Task: Rewrite the data below with "photo" replaced by "image" and everything else unchanged, beginning at the line that contains "Could you please spot the white napkin" and stopping after the final line of the data. Leave the pictures out of your answer.

Location labeling data:
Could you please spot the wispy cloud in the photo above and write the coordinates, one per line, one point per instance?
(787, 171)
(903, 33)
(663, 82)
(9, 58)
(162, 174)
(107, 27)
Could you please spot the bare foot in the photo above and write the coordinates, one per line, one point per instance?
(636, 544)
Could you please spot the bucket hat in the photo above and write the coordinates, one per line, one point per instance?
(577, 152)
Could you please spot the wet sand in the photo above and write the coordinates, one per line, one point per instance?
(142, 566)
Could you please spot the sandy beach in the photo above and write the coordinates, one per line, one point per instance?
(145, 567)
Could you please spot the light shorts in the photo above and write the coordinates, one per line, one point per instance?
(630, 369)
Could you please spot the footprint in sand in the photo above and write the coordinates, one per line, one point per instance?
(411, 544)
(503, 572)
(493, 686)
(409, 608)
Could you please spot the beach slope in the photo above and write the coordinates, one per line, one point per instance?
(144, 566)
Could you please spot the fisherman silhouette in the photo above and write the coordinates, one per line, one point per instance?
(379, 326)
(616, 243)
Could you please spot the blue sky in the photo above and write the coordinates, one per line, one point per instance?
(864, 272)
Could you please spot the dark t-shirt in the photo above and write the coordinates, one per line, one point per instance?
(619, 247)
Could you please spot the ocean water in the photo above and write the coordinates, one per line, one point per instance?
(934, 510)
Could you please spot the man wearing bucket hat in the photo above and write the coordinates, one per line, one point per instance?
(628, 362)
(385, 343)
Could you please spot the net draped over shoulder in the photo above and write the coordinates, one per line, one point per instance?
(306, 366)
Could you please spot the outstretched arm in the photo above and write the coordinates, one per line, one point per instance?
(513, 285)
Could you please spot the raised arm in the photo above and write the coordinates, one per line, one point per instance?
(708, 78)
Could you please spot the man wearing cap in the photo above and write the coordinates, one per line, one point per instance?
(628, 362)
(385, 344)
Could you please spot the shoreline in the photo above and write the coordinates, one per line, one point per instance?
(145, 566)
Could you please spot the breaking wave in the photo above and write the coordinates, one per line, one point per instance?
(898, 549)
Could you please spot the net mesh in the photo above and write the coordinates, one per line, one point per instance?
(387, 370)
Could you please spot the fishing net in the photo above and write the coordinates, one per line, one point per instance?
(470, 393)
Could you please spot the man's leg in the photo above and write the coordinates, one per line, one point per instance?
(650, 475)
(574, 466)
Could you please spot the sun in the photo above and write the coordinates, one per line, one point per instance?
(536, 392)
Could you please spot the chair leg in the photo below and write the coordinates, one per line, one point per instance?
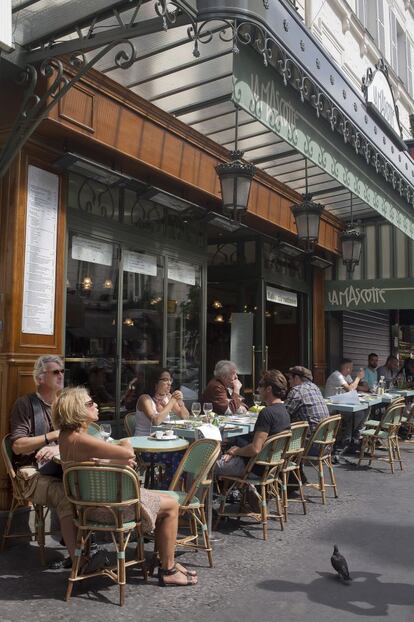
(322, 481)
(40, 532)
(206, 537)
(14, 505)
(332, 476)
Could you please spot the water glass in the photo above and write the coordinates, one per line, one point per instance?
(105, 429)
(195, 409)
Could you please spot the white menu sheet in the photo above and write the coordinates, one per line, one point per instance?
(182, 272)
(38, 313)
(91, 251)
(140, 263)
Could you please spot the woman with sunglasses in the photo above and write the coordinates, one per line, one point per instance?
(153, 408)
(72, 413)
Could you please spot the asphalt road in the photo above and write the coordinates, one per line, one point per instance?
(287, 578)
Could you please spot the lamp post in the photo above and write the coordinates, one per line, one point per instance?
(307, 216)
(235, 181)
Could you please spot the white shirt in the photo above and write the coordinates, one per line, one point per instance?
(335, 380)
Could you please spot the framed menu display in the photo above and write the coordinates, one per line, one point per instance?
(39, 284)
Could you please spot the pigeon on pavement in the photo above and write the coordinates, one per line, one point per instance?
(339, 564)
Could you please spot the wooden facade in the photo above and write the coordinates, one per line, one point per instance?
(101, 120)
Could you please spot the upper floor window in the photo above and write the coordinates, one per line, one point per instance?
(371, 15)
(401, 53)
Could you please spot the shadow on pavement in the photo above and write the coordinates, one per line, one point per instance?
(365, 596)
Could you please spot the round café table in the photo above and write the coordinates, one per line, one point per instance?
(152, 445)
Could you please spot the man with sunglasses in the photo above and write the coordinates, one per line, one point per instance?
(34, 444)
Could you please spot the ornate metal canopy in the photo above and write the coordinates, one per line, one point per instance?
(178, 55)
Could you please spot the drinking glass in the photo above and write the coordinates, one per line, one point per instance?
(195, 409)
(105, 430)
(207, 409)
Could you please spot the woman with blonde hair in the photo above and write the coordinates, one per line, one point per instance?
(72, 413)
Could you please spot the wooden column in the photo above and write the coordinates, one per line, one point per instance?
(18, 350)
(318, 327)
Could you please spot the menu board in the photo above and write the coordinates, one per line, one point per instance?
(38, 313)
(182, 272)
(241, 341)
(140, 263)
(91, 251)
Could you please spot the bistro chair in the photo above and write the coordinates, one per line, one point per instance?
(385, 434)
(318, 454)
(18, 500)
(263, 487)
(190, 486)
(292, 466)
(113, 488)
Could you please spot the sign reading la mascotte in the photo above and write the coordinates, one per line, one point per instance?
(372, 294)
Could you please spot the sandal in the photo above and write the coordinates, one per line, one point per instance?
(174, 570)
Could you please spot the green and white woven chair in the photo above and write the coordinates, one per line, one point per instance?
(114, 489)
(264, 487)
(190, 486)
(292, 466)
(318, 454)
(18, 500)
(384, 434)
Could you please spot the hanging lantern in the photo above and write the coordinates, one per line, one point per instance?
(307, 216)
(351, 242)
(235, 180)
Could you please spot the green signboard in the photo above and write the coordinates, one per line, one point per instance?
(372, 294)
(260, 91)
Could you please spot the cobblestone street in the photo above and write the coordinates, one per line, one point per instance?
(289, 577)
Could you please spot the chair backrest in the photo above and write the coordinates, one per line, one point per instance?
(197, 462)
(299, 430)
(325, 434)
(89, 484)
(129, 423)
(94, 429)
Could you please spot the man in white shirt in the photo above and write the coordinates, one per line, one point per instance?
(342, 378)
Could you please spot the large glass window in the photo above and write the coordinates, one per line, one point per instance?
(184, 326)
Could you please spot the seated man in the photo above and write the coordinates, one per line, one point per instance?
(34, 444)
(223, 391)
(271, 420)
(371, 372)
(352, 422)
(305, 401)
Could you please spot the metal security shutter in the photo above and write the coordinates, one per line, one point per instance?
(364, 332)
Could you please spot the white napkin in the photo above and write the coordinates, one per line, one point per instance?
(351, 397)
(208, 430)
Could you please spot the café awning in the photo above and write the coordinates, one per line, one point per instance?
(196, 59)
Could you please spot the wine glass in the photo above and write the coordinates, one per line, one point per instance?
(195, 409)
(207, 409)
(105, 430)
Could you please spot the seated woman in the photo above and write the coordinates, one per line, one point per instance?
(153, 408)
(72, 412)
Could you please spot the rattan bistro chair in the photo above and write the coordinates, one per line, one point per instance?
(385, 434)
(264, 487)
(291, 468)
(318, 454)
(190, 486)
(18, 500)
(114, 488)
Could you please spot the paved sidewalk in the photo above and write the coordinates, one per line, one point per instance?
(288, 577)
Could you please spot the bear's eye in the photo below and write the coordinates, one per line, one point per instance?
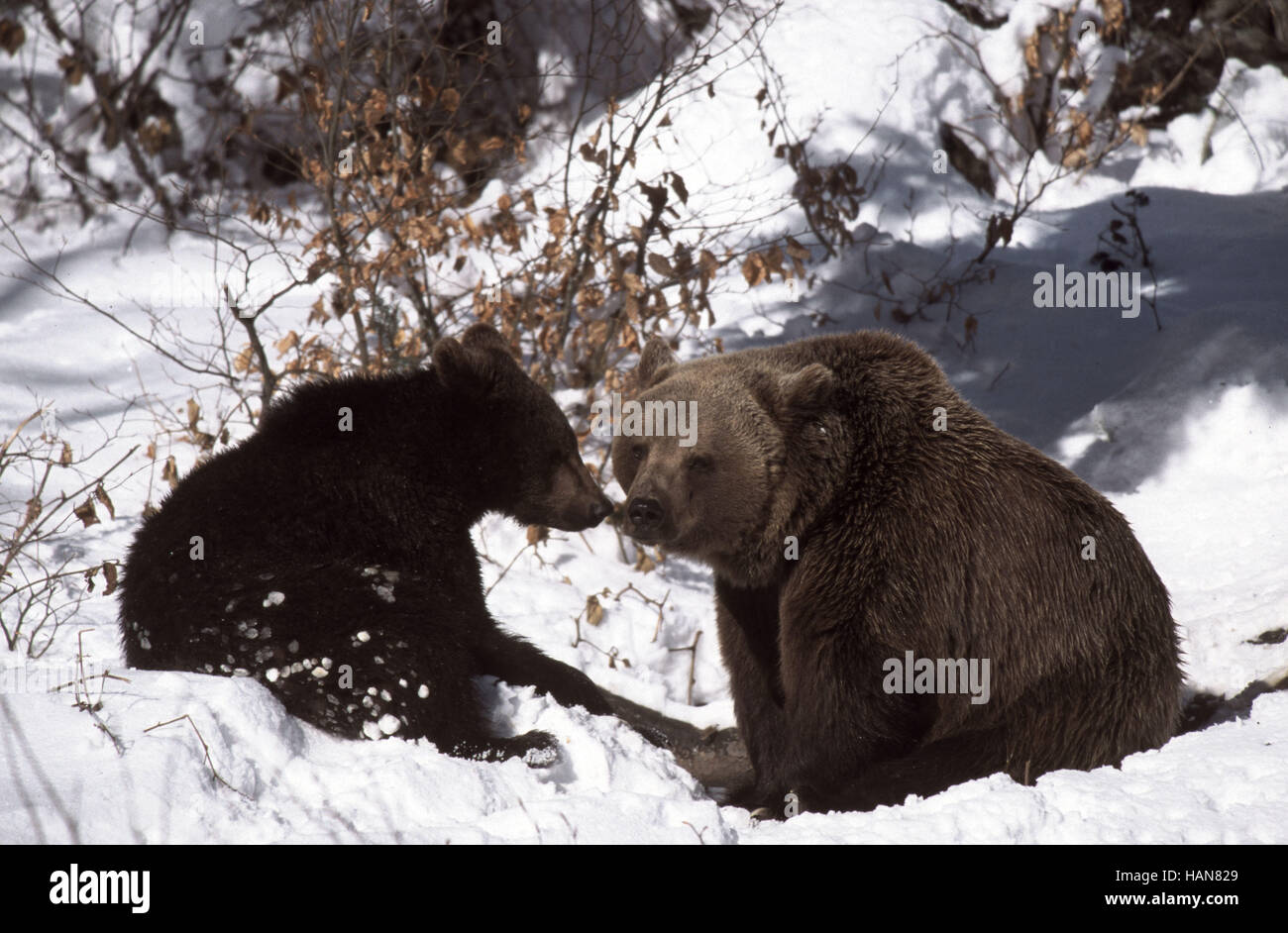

Task output:
Could you please spot the white napkin in the image above and write the coordinates, one per line, one point per instance?
(351, 397)
(208, 430)
Could you please spot the café awning in the image above and write the coordinates, one per line, one point per instance?
(196, 59)
Could you please spot the wine glass in the image above and write the coordinates, one per line, one point per instance?
(195, 409)
(207, 409)
(105, 430)
Could you please spot the seated woman in the image above and write the coordinates, one per line, one point per instance?
(153, 408)
(72, 412)
Could you please spot the rattan bistro chair in the image above and write the coordinates, one per line, one point per instance?
(385, 434)
(264, 487)
(291, 468)
(318, 454)
(190, 486)
(18, 500)
(114, 488)
Could you please spot the paved sidewalk in the image above and write the coordinates, one per line, one point per instance?
(288, 577)
Could you please spot the bear's eye in the image below and write the coordinates, one per line, one point per instance?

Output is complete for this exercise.